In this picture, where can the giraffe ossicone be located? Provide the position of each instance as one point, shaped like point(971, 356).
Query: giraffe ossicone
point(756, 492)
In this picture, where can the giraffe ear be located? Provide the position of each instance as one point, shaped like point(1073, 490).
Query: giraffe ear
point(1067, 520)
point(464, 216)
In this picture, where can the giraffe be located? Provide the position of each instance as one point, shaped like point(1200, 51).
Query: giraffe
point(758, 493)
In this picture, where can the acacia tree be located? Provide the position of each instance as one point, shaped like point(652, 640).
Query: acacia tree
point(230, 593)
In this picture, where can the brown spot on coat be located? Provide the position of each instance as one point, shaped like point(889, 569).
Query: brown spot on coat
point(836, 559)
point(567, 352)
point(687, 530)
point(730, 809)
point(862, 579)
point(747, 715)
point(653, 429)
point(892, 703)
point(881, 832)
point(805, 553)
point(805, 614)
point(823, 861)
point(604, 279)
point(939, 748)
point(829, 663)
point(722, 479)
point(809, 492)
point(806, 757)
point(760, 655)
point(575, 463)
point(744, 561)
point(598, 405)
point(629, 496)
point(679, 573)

--

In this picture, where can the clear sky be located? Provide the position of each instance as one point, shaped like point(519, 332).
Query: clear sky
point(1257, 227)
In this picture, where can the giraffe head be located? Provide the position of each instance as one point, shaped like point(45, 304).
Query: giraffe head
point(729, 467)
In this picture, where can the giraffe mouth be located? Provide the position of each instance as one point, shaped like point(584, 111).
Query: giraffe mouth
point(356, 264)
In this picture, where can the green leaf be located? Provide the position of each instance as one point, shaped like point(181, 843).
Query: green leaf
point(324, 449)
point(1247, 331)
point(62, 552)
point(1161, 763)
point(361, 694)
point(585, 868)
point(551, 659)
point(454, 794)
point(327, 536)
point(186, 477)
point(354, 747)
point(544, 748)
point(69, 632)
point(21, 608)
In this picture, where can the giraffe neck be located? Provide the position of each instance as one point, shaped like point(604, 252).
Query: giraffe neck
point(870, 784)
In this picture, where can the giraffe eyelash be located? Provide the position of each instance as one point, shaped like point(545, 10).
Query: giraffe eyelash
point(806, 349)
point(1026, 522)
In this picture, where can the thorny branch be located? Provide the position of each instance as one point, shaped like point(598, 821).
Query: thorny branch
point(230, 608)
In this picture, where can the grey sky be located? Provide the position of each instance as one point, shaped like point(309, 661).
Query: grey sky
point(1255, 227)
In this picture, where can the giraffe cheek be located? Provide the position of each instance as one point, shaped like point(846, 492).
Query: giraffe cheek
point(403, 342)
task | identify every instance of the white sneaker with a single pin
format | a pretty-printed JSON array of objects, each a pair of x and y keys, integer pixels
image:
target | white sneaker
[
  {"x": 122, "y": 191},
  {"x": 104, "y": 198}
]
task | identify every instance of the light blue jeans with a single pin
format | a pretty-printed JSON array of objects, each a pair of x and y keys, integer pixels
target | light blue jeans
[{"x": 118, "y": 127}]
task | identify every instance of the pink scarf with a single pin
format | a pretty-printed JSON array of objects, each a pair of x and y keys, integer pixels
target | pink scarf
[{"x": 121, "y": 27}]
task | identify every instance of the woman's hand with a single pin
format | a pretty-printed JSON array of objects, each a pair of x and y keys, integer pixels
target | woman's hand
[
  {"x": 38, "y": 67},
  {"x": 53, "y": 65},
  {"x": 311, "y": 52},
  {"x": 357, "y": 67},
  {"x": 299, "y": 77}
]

*Exercise instructions*: Would you copy out exactly the lines above that start at the one containing "In this picture, where can the giraffe ossicone" and end at the one containing "In this picture, where can the giraffe ear", inclusive?

*Expected answer*:
In this picture, where can the giraffe ossicone be located? Provide the position of each instance as one point, shaped like point(971, 356).
Query: giraffe ossicone
point(756, 492)
In this picture, where can the giraffe ear be located? Provide the position of each instance as one point, shaped like point(1073, 490).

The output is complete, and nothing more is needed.